Exercise objective -
Lay out the entries from the line containing "Provide the segmentation of every instance of the blue" through the line containing "207 17 L 175", both included, as a two-column CSV with the header entry_text,answer. Give one row per entry, with its text and its answer each in a single quoted field and any line breaks replaced by spaces.
++++ Given information
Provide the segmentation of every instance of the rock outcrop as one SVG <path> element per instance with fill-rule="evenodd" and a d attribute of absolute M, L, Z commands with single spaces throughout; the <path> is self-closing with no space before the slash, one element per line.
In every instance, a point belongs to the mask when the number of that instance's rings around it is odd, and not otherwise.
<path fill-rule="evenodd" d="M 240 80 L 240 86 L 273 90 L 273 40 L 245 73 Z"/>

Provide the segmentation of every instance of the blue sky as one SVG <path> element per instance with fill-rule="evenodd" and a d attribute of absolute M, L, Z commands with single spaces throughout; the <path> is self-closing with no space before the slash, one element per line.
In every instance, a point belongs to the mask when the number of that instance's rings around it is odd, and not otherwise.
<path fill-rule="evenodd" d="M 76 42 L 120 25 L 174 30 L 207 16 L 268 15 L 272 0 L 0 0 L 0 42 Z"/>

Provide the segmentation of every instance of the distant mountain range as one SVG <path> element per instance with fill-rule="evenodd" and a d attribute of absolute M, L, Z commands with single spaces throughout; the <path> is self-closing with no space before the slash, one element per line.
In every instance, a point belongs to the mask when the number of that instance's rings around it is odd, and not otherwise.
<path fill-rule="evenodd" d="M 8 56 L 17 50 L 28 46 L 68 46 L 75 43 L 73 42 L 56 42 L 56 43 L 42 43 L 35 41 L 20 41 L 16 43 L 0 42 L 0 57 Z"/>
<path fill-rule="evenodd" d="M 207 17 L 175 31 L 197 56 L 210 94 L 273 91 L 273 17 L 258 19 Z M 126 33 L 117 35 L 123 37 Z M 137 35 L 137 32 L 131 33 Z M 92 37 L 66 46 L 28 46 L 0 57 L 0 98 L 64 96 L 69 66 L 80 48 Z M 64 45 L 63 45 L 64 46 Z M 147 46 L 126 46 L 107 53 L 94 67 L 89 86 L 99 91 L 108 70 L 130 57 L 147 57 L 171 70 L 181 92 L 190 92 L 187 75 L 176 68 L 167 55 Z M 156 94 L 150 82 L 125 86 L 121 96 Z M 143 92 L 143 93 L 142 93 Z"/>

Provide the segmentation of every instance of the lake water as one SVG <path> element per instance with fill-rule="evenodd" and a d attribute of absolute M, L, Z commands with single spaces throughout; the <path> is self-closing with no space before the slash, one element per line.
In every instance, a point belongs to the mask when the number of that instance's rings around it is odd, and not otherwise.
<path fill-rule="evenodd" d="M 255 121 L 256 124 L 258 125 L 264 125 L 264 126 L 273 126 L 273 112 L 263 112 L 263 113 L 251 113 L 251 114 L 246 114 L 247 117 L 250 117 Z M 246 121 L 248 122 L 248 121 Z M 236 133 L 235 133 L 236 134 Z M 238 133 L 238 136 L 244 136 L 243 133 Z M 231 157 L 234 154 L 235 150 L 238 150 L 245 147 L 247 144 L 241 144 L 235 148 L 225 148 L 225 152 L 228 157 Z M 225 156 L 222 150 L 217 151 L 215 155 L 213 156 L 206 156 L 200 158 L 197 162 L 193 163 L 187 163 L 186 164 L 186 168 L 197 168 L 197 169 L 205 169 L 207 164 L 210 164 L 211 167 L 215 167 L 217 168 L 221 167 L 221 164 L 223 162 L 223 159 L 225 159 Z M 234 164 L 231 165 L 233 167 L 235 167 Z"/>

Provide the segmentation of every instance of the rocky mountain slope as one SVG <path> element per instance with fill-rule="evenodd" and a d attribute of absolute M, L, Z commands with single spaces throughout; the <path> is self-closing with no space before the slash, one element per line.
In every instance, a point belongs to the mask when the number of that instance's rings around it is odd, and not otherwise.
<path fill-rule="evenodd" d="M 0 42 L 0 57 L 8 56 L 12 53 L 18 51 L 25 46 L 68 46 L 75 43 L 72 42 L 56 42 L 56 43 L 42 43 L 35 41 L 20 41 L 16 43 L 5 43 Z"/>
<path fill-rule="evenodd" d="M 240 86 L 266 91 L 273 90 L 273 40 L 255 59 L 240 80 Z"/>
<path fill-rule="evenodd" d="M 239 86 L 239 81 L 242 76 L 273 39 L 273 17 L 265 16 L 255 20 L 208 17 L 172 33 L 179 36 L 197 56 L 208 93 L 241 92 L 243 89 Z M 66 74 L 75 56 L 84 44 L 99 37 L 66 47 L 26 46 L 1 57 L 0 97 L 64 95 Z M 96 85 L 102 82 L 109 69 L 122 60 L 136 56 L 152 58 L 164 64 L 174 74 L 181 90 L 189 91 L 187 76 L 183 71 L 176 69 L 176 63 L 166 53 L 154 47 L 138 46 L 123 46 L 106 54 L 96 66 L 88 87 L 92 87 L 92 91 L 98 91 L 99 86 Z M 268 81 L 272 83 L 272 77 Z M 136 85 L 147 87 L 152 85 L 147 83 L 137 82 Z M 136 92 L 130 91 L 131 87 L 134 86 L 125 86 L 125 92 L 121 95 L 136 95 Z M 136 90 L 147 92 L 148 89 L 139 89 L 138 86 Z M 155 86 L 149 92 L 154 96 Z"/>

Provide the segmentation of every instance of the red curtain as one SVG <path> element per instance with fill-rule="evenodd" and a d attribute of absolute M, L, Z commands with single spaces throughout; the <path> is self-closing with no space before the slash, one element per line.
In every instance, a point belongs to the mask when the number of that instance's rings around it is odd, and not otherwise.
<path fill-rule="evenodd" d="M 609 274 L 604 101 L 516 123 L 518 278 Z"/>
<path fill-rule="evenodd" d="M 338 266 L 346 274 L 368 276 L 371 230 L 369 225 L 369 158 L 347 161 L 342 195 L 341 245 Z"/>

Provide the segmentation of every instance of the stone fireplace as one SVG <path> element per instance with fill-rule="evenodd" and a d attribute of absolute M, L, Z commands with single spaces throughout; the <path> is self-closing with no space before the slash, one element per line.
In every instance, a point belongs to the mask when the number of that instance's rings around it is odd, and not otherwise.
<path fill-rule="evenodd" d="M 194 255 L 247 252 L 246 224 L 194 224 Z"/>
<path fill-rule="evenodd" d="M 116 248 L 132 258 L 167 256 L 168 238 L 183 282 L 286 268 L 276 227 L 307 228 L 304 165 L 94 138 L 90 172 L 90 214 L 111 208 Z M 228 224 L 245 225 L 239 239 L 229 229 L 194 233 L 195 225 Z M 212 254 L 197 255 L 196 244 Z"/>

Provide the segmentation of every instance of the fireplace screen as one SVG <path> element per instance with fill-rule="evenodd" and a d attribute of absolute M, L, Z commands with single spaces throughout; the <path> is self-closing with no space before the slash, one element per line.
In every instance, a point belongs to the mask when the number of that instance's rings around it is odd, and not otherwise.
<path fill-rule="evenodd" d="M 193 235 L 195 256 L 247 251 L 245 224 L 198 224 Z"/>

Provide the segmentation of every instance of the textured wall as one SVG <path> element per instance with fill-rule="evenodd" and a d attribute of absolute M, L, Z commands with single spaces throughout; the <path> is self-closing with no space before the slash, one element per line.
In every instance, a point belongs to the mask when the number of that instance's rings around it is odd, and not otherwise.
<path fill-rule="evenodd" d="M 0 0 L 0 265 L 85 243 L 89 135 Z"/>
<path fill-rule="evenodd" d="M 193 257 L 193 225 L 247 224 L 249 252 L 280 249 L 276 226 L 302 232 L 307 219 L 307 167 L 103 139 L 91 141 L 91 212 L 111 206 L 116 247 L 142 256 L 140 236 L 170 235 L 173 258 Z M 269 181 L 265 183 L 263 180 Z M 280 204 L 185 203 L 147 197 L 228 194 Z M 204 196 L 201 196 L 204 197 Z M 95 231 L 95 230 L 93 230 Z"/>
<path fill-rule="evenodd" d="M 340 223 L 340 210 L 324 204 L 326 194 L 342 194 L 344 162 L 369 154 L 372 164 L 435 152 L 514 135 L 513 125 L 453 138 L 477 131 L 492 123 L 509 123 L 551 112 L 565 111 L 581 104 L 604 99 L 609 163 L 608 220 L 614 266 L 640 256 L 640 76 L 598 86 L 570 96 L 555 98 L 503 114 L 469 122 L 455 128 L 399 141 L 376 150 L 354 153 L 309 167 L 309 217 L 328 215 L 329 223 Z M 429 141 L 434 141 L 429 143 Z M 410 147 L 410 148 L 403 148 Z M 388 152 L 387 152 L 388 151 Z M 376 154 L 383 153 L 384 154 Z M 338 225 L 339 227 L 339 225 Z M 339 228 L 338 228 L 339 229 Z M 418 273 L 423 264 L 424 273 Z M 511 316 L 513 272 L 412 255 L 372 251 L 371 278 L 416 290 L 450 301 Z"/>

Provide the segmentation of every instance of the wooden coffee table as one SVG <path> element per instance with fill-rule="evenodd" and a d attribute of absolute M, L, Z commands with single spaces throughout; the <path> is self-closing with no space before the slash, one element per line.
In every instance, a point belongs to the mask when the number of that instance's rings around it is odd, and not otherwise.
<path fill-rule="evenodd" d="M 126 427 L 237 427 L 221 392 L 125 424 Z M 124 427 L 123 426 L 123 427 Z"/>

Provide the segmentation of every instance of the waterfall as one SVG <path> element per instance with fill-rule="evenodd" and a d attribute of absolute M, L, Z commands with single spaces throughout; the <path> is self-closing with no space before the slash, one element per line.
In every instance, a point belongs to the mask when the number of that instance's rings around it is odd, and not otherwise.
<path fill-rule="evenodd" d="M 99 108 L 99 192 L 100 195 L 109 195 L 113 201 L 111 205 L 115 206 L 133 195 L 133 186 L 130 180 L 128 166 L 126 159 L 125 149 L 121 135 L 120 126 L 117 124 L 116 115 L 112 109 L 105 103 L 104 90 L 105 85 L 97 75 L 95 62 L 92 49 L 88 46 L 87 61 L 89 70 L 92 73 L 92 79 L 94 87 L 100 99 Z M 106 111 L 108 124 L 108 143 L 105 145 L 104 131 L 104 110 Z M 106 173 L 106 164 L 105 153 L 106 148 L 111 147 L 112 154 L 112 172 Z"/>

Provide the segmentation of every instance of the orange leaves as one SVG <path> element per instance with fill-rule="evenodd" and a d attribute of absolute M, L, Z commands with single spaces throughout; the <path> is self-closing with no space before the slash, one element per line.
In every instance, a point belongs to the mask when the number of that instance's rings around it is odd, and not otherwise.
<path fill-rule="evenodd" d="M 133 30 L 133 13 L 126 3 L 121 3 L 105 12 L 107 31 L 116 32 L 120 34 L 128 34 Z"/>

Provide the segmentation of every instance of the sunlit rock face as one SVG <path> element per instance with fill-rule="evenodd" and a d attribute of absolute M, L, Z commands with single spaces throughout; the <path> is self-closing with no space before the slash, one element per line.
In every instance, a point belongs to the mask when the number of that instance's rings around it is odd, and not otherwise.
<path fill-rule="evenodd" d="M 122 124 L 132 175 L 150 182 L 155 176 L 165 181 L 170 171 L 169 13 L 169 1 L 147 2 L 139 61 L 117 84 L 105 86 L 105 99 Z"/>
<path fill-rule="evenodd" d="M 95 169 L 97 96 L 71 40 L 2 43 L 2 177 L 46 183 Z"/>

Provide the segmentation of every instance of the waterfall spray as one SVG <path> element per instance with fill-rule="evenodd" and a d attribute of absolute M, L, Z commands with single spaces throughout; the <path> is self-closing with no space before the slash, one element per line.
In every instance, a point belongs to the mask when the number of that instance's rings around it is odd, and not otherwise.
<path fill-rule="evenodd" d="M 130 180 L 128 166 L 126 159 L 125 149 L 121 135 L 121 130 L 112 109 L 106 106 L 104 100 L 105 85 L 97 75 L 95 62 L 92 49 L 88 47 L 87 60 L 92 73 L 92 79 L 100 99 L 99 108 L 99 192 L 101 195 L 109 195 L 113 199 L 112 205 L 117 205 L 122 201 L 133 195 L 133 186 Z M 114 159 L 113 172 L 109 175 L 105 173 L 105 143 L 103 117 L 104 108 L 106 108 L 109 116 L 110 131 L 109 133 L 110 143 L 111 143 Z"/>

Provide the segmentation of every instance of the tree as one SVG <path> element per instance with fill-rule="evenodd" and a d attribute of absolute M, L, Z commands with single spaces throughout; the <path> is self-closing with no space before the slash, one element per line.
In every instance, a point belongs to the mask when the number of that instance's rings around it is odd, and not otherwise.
++++++++
Response to this task -
entry_text,answer
"Provide the segmentation of every instance of the blue sky as one SVG <path> element per instance with fill-rule=""evenodd"" and a d attribute of absolute M, L, Z commands with single spaces throughout; the <path> is self-closing with no space before the slash, one element per line. In every instance, a point belongs to the mask when the number of that instance's rings around it is odd, and not otherwise.","<path fill-rule=""evenodd"" d=""M 76 42 L 120 25 L 174 30 L 207 16 L 268 15 L 272 0 L 0 0 L 0 42 Z""/>"
"Provide the segmentation of every instance of the distant mountain range as one SVG <path> element per instance with fill-rule=""evenodd"" and a d attribute of absolute M, L, Z commands with single spaces throughout; the <path> is self-closing with no space before the slash, one element per line. In every instance, a point belongs to the mask when the number of that instance's rings around it is odd, and not otherwise.","<path fill-rule=""evenodd"" d=""M 8 56 L 17 50 L 28 46 L 68 46 L 75 43 L 73 42 L 56 42 L 56 43 L 42 43 L 35 41 L 20 41 L 16 43 L 0 42 L 0 57 Z""/> <path fill-rule=""evenodd"" d=""M 207 17 L 175 31 L 197 56 L 210 94 L 273 91 L 273 17 L 258 19 Z M 126 33 L 117 35 L 123 37 Z M 137 35 L 137 32 L 131 33 Z M 92 37 L 66 46 L 28 46 L 0 57 L 0 98 L 64 96 L 69 66 L 80 48 Z M 64 45 L 63 45 L 64 46 Z M 147 46 L 126 46 L 107 53 L 94 67 L 89 86 L 99 91 L 108 70 L 130 57 L 147 57 L 171 70 L 181 92 L 190 92 L 187 75 L 176 68 L 167 55 Z M 156 94 L 150 82 L 125 86 L 121 96 Z M 143 92 L 143 93 L 142 93 Z""/>"